**What the task asks:** Write out the lines below word for word, starting at the line that contains "the balcony in" and ending at the line that contains "column 413, row 486". Leave the pictures out of your answer.
------------------------------------------------------------------------
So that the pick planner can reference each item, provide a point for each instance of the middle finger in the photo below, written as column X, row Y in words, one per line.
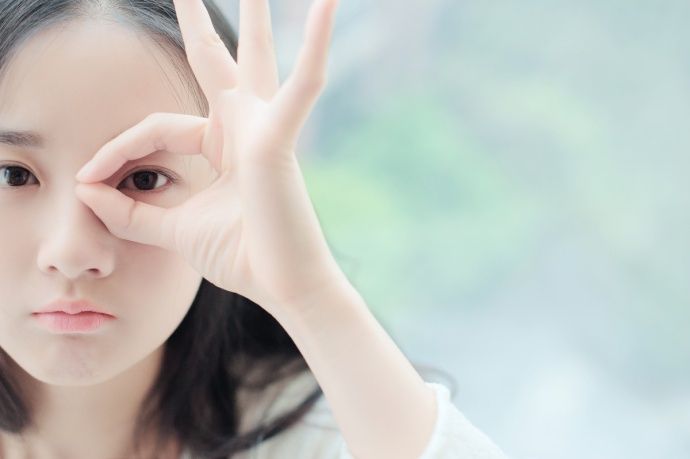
column 211, row 61
column 258, row 69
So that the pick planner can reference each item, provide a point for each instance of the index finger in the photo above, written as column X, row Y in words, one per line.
column 173, row 132
column 210, row 60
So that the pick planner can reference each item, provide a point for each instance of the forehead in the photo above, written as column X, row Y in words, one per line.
column 88, row 80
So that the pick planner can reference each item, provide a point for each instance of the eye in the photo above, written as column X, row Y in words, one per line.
column 142, row 180
column 145, row 179
column 14, row 176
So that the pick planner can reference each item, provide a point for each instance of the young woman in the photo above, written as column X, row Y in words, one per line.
column 167, row 289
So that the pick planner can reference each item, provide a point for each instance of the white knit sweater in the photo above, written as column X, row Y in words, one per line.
column 316, row 435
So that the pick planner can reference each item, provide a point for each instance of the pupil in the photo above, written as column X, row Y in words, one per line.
column 15, row 173
column 148, row 181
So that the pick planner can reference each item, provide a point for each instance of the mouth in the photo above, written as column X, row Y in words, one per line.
column 72, row 307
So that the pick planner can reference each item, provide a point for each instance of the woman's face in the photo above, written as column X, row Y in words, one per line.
column 77, row 87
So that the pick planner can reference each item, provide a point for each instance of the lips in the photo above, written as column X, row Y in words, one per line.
column 71, row 307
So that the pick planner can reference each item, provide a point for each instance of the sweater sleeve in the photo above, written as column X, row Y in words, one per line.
column 453, row 437
column 316, row 435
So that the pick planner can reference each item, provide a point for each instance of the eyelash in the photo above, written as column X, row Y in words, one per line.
column 171, row 177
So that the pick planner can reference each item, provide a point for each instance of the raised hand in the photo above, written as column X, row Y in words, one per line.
column 253, row 230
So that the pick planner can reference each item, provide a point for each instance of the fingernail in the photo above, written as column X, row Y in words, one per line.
column 85, row 171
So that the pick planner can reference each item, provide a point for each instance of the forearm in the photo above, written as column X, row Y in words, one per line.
column 380, row 402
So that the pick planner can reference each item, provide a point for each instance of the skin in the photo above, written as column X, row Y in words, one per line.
column 54, row 245
column 253, row 231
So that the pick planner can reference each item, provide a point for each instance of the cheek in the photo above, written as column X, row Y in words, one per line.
column 161, row 286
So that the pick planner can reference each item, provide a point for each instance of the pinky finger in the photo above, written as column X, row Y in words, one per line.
column 296, row 98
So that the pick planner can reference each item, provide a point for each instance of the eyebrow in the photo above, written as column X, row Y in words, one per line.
column 27, row 139
column 21, row 138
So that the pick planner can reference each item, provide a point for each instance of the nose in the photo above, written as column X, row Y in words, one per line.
column 75, row 242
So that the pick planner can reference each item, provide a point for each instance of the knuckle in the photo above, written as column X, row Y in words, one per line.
column 263, row 40
column 210, row 38
column 313, row 83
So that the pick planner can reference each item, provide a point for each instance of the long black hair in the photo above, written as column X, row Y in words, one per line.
column 224, row 337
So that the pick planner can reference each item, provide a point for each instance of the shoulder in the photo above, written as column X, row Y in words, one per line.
column 317, row 436
column 314, row 435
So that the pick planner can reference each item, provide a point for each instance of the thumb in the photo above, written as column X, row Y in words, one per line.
column 129, row 219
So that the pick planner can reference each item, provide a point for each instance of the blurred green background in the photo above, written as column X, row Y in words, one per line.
column 506, row 185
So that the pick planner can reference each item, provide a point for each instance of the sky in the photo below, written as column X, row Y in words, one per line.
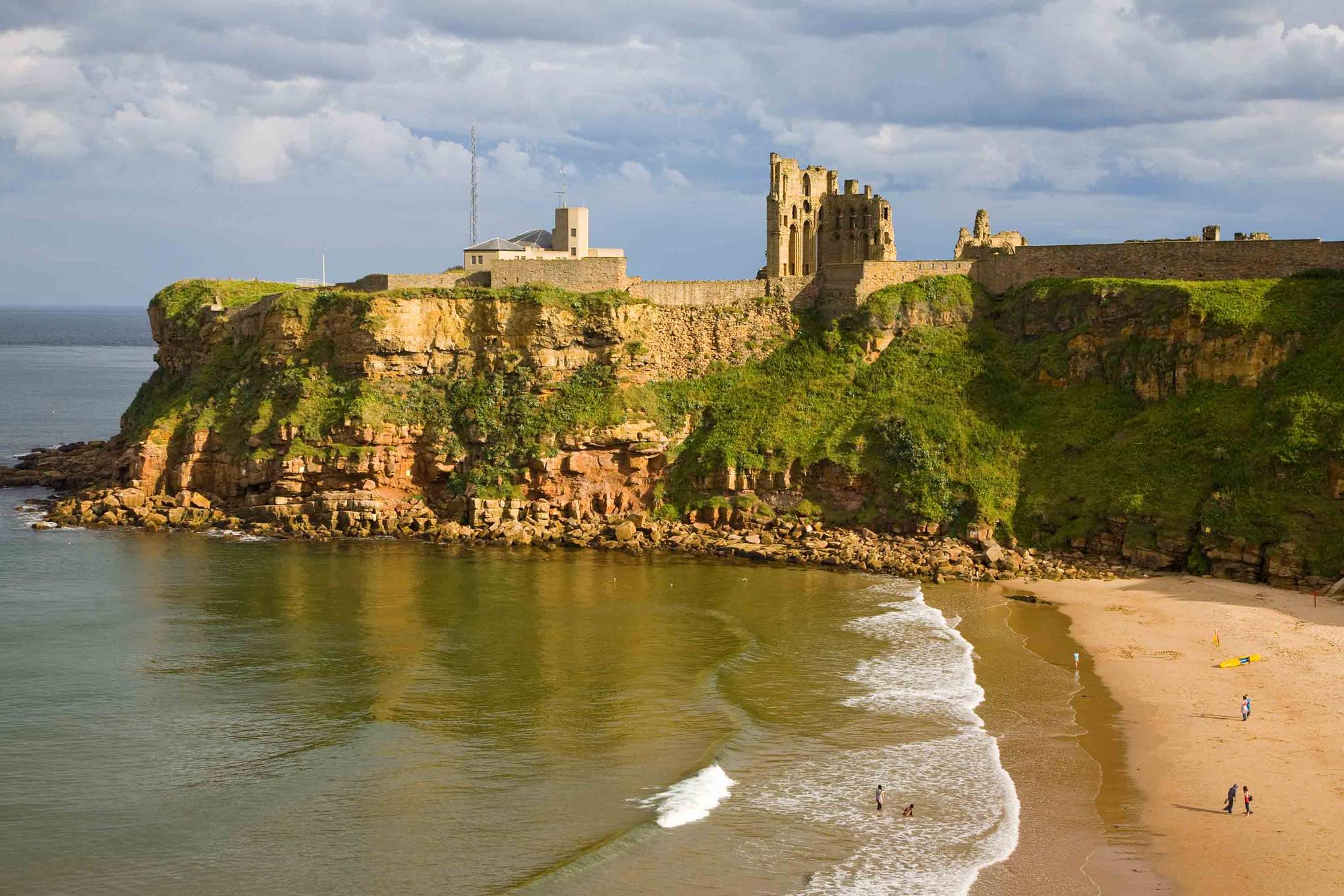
column 148, row 142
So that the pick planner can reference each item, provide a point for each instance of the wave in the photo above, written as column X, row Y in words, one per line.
column 691, row 798
column 966, row 809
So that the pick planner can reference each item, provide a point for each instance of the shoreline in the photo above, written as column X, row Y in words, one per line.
column 1074, row 796
column 1159, row 787
column 1150, row 644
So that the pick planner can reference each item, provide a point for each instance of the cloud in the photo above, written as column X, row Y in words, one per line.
column 634, row 171
column 40, row 132
column 1151, row 111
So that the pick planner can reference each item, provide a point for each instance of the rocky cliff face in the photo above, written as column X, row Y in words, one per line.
column 1171, row 425
column 358, row 468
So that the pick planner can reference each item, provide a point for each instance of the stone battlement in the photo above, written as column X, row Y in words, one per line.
column 1165, row 260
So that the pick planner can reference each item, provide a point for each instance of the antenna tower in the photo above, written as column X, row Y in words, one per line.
column 472, row 226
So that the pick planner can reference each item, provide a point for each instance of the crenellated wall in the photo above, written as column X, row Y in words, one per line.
column 1164, row 260
column 846, row 287
column 580, row 274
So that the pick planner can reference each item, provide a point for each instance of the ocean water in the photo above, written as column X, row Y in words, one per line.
column 68, row 375
column 213, row 715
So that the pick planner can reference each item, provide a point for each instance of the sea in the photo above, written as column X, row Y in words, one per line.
column 205, row 714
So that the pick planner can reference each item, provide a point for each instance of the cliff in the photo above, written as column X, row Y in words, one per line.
column 1175, row 425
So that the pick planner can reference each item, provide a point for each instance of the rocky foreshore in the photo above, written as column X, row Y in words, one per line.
column 722, row 532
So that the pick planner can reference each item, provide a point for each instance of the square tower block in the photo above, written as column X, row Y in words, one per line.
column 570, row 234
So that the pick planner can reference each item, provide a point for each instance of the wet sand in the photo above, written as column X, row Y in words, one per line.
column 1151, row 642
column 1059, row 738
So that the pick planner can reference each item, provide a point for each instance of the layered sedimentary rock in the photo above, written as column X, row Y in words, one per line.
column 930, row 408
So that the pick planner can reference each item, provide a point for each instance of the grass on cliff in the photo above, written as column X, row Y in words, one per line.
column 182, row 300
column 1289, row 305
column 912, row 421
column 186, row 297
column 952, row 424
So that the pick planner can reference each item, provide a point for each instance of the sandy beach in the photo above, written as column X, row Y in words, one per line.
column 1151, row 641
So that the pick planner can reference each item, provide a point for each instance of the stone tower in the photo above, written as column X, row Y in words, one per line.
column 810, row 222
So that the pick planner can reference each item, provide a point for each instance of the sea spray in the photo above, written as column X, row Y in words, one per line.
column 691, row 798
column 966, row 810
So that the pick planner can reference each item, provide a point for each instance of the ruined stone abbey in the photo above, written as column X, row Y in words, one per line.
column 810, row 222
column 829, row 249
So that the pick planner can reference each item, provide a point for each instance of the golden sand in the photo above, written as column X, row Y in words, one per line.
column 1151, row 642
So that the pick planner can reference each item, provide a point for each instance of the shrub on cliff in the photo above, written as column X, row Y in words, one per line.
column 186, row 297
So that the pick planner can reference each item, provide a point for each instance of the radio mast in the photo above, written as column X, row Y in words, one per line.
column 472, row 229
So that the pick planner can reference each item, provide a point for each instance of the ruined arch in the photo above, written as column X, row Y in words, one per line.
column 810, row 249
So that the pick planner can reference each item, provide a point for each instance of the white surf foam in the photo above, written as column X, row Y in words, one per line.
column 691, row 798
column 966, row 810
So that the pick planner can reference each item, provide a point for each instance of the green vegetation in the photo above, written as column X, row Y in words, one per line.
column 953, row 424
column 182, row 300
column 936, row 293
column 186, row 297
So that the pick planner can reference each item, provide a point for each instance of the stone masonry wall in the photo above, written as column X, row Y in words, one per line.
column 671, row 293
column 1168, row 260
column 581, row 274
column 847, row 287
column 698, row 292
column 381, row 283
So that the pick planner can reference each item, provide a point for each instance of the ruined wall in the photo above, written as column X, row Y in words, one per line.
column 846, row 287
column 810, row 222
column 699, row 292
column 382, row 283
column 1168, row 260
column 681, row 341
column 581, row 274
column 725, row 292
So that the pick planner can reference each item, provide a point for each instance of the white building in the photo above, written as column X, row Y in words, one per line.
column 569, row 240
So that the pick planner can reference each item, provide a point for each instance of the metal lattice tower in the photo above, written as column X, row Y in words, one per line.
column 472, row 225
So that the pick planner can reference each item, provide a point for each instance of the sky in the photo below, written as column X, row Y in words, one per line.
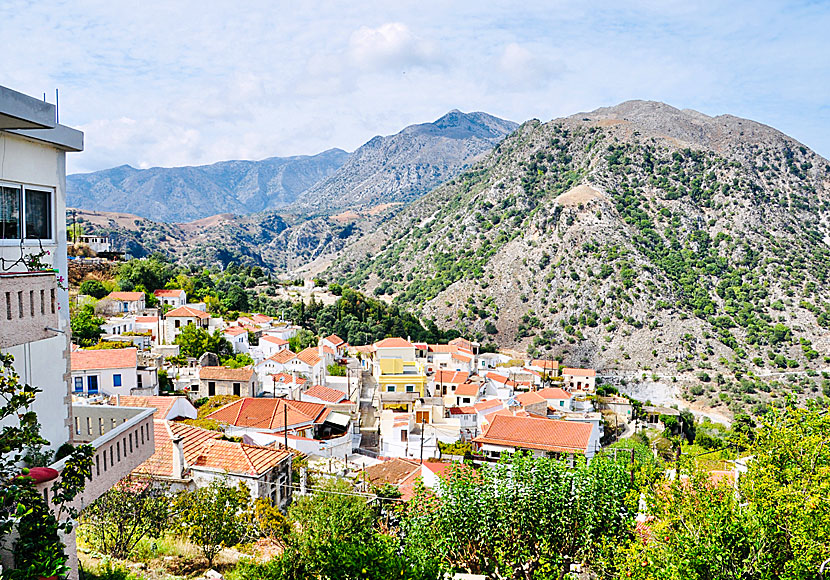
column 180, row 82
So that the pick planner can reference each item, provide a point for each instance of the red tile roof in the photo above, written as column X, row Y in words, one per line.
column 530, row 399
column 270, row 413
column 163, row 405
column 327, row 394
column 113, row 358
column 537, row 433
column 169, row 293
column 282, row 356
column 187, row 312
column 126, row 296
column 235, row 331
column 579, row 372
column 335, row 340
column 450, row 377
column 203, row 448
column 555, row 393
column 545, row 364
column 394, row 343
column 309, row 355
column 467, row 390
column 243, row 374
column 286, row 378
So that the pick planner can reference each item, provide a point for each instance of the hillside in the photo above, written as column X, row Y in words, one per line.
column 181, row 194
column 688, row 251
column 263, row 239
column 401, row 167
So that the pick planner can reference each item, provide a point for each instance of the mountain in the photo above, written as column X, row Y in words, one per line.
column 399, row 168
column 181, row 194
column 687, row 253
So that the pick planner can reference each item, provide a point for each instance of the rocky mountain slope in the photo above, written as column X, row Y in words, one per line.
column 401, row 167
column 264, row 239
column 181, row 194
column 680, row 249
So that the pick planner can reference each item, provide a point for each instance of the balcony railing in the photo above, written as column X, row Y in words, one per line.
column 122, row 438
column 28, row 307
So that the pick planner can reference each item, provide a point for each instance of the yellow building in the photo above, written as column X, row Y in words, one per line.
column 401, row 376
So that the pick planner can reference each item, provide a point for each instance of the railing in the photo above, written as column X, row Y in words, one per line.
column 28, row 307
column 122, row 438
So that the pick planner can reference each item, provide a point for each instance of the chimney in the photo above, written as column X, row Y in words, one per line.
column 179, row 464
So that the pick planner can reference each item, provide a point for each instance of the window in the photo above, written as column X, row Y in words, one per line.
column 25, row 213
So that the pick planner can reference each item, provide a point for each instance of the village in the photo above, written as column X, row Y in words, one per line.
column 354, row 411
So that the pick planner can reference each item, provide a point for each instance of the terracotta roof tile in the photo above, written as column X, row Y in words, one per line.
column 126, row 296
column 327, row 394
column 270, row 414
column 450, row 377
column 187, row 312
column 555, row 393
column 168, row 293
column 309, row 355
column 113, row 358
column 579, row 372
column 394, row 343
column 282, row 356
column 244, row 374
column 467, row 390
column 537, row 433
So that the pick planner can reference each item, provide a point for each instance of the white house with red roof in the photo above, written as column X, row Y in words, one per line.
column 279, row 362
column 540, row 436
column 178, row 318
column 171, row 298
column 188, row 457
column 108, row 372
column 557, row 399
column 580, row 379
column 126, row 302
column 336, row 344
column 324, row 396
column 238, row 337
column 268, row 346
column 311, row 428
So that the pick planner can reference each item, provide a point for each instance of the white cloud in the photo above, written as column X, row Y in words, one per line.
column 390, row 46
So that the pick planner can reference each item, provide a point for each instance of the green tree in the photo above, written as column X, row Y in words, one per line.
column 499, row 521
column 93, row 288
column 86, row 327
column 195, row 341
column 131, row 510
column 213, row 518
column 303, row 339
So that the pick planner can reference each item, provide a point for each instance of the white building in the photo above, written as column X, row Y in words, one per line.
column 171, row 298
column 35, row 327
column 110, row 372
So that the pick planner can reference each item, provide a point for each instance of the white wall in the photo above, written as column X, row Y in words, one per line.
column 45, row 363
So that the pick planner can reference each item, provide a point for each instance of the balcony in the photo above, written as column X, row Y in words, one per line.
column 122, row 438
column 28, row 307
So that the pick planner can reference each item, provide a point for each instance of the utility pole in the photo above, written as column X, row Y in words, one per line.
column 285, row 423
column 423, row 434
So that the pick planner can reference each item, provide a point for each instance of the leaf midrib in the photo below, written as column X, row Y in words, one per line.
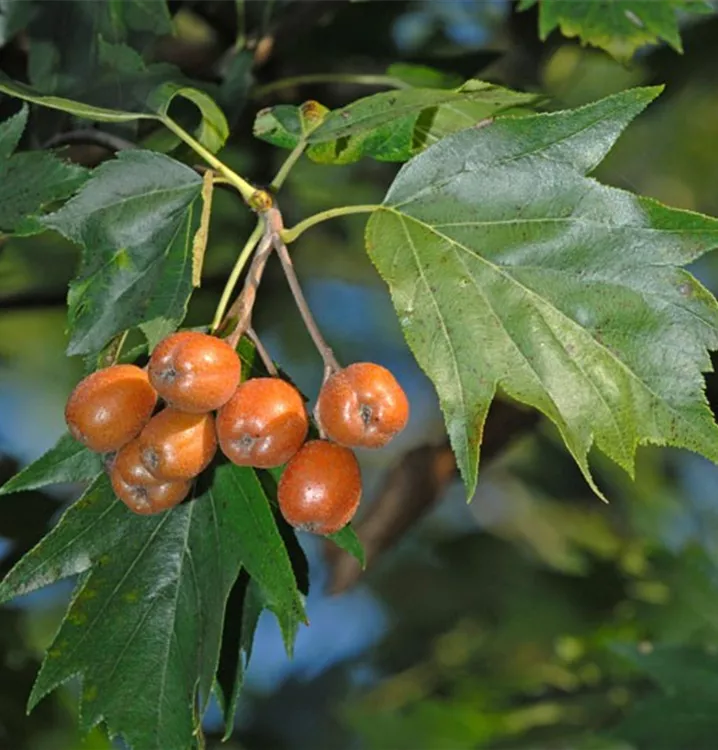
column 530, row 293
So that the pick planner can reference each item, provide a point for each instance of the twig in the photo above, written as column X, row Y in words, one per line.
column 90, row 136
column 267, row 361
column 330, row 362
column 242, row 307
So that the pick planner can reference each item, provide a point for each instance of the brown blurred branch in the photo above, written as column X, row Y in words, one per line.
column 413, row 486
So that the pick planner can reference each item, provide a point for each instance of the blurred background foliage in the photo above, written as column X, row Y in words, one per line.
column 533, row 618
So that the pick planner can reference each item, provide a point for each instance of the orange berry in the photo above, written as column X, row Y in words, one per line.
column 362, row 406
column 109, row 407
column 263, row 425
column 194, row 372
column 320, row 489
column 138, row 489
column 176, row 445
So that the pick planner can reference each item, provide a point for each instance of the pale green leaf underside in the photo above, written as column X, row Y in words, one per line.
column 618, row 26
column 511, row 269
column 392, row 125
column 154, row 104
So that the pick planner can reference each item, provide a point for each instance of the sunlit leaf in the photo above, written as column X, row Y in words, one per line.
column 618, row 26
column 392, row 125
column 511, row 269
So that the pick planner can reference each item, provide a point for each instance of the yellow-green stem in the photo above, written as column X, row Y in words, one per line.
column 242, row 259
column 291, row 234
column 245, row 189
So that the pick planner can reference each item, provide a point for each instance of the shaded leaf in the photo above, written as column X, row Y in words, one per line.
column 136, row 219
column 422, row 76
column 618, row 26
column 150, row 606
column 253, row 604
column 392, row 125
column 683, row 714
column 30, row 180
column 347, row 539
column 509, row 268
column 264, row 554
column 67, row 461
column 86, row 531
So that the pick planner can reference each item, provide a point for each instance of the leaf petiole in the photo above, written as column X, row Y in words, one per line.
column 245, row 189
column 291, row 234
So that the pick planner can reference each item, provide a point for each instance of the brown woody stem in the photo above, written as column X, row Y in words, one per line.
column 267, row 361
column 242, row 307
column 330, row 362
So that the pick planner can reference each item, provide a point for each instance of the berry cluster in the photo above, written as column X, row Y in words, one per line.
column 261, row 422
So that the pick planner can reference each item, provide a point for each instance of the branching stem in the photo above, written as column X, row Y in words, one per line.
column 330, row 362
column 241, row 309
column 245, row 189
column 267, row 361
column 241, row 262
column 291, row 234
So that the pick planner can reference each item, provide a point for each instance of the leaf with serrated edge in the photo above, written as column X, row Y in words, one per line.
column 253, row 604
column 86, row 531
column 392, row 125
column 136, row 218
column 395, row 125
column 212, row 131
column 509, row 268
column 151, row 605
column 264, row 555
column 30, row 180
column 67, row 461
column 618, row 26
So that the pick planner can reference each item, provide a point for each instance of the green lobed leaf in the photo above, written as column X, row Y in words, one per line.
column 31, row 180
column 65, row 39
column 423, row 76
column 67, row 461
column 147, row 616
column 253, row 604
column 348, row 540
column 264, row 554
column 129, row 91
column 618, row 26
column 392, row 125
column 135, row 218
column 85, row 532
column 510, row 268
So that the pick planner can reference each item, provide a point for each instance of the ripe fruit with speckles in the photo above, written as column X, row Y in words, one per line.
column 263, row 425
column 320, row 489
column 176, row 445
column 138, row 489
column 109, row 407
column 362, row 406
column 194, row 372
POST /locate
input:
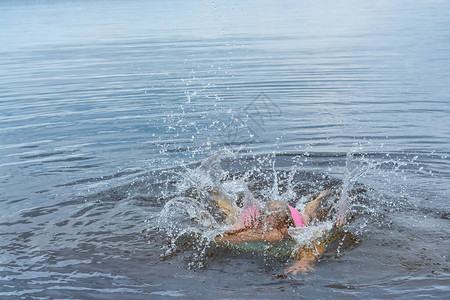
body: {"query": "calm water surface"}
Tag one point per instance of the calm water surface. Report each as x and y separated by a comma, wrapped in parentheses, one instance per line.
(103, 102)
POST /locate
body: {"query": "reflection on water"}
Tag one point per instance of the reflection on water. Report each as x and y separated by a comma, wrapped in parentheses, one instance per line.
(105, 104)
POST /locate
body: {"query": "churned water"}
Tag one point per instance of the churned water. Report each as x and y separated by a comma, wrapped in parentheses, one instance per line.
(107, 108)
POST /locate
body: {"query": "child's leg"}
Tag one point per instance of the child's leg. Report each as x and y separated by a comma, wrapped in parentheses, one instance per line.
(311, 207)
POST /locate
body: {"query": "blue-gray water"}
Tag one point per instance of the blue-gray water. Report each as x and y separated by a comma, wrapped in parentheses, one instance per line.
(102, 102)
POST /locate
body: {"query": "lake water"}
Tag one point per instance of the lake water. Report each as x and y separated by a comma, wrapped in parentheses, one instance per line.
(104, 104)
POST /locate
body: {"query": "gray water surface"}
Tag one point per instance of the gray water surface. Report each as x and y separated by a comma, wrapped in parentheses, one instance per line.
(103, 102)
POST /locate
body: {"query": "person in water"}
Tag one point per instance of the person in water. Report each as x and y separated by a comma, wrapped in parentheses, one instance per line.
(271, 224)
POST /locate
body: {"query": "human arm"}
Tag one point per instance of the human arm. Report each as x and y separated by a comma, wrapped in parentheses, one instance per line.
(251, 235)
(305, 257)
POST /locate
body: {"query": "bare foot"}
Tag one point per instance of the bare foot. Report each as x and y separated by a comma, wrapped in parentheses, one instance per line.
(302, 266)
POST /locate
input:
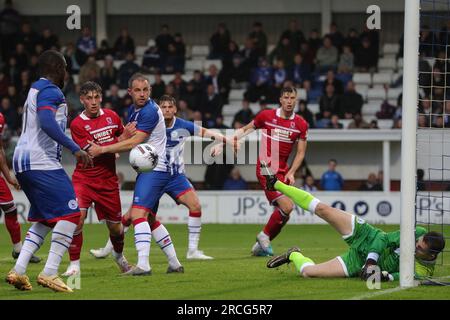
------------------------------------------------------------------------
**Answer for this exercise:**
So that the pick planner can reference each item, provide a point for each instance of the balcony in the photo above, written as column X, row Y in words, one per line.
column 122, row 438
column 28, row 307
So that the pick planner can reference each item, provide a point for each instance of the utility pole in the photo above, written as column X, row Y in words, one per line.
column 285, row 423
column 423, row 434
So that the pick planner can reference each item, provide a point for each instance of the leaf midrib in the photo below, written as column X, row Y in words, one per line.
column 530, row 293
So that the pick planner can reference each item, provide a point for each instance of the twig in the photo above, written as column X, row Y in words, one per line.
column 90, row 136
column 267, row 361
column 330, row 362
column 242, row 307
So that the pick planner can reference each item, provide a point for each instance of the brown blurred branch in the photo above, written as column X, row Y in words, one per line.
column 413, row 486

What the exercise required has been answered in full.